Please print the lines below word for word, starting with the line that contains "Put a single dot on each instance of the helicopter in" and going on through the last line.

Available records:
— START —
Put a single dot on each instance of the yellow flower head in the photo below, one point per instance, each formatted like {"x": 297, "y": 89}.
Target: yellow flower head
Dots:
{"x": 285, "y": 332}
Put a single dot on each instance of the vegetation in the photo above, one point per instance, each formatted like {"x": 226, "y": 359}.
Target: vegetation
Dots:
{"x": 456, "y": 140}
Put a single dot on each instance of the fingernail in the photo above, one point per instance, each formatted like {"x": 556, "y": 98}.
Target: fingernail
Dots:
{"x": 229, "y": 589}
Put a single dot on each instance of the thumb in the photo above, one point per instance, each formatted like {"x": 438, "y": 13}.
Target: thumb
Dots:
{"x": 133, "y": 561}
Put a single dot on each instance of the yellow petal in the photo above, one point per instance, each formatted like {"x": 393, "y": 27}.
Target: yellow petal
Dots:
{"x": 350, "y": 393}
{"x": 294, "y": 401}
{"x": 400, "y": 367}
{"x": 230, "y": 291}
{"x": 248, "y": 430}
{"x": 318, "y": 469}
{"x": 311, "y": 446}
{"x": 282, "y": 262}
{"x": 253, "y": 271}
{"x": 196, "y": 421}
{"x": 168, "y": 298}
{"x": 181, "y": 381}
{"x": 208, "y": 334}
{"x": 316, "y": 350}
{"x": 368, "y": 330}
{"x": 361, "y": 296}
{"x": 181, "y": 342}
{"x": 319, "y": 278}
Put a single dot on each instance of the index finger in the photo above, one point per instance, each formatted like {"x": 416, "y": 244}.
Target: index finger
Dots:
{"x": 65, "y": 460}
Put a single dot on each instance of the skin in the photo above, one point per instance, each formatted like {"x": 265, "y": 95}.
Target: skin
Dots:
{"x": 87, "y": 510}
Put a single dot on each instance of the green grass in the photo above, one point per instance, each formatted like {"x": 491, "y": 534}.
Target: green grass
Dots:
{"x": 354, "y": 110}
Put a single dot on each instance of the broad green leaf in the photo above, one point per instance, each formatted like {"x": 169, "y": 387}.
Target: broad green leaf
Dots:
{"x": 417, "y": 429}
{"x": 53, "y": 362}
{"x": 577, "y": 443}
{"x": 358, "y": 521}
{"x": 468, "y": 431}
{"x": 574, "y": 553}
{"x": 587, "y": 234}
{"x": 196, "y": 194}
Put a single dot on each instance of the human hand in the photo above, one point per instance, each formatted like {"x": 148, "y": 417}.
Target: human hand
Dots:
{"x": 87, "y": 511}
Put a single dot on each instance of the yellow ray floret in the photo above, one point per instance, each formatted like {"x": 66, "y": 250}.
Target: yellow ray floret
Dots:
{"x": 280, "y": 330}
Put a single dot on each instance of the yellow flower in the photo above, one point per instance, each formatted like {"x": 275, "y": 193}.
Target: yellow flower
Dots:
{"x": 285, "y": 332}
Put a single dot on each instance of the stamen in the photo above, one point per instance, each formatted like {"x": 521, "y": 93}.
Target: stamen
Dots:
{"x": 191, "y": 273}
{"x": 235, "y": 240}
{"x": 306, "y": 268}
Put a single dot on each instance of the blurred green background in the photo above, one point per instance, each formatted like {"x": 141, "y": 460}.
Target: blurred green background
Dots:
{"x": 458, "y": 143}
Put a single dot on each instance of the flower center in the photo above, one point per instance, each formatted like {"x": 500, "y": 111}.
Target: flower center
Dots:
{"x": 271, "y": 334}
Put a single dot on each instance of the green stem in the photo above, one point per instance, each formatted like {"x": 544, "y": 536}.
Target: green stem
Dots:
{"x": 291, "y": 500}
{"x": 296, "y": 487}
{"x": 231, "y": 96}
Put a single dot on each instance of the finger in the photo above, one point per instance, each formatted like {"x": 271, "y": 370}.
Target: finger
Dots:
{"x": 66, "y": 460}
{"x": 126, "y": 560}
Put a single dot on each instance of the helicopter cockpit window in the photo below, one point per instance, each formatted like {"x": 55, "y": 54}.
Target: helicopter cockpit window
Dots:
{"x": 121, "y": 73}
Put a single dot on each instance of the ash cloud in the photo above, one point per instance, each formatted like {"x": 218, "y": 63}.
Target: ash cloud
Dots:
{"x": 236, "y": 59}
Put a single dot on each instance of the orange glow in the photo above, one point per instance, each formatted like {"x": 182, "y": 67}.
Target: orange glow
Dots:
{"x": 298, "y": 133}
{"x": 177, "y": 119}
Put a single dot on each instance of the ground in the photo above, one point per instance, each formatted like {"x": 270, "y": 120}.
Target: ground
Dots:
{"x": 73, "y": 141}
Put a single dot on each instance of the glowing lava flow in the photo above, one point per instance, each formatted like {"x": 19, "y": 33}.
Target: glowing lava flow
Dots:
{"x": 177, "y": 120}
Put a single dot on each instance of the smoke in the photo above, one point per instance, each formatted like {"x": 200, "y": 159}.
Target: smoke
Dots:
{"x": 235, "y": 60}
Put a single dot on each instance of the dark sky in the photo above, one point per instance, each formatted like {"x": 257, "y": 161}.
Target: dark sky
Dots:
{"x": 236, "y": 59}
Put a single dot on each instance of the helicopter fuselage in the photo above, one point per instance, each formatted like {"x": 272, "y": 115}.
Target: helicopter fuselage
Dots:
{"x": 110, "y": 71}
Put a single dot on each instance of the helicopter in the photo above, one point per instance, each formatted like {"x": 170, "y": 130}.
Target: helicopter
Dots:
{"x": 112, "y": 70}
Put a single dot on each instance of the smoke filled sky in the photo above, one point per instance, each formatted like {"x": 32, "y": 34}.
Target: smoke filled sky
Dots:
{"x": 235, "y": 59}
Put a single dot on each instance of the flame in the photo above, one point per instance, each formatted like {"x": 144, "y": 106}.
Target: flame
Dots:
— END —
Response to this exercise:
Put a single dot on each instance of the helicopter in the photo above, one point per instance, each formatted like {"x": 170, "y": 130}.
Target: helicopter
Dots:
{"x": 112, "y": 70}
Put a single dot on each instance of the smoke filled sky in the photo above, one point per instance, each formatted like {"x": 32, "y": 34}.
Target: smoke filled sky
Dots:
{"x": 235, "y": 59}
Put a single dot on each instance of the flame in the photo above, one point per instance, each formatted like {"x": 144, "y": 106}.
Target: flame
Dots:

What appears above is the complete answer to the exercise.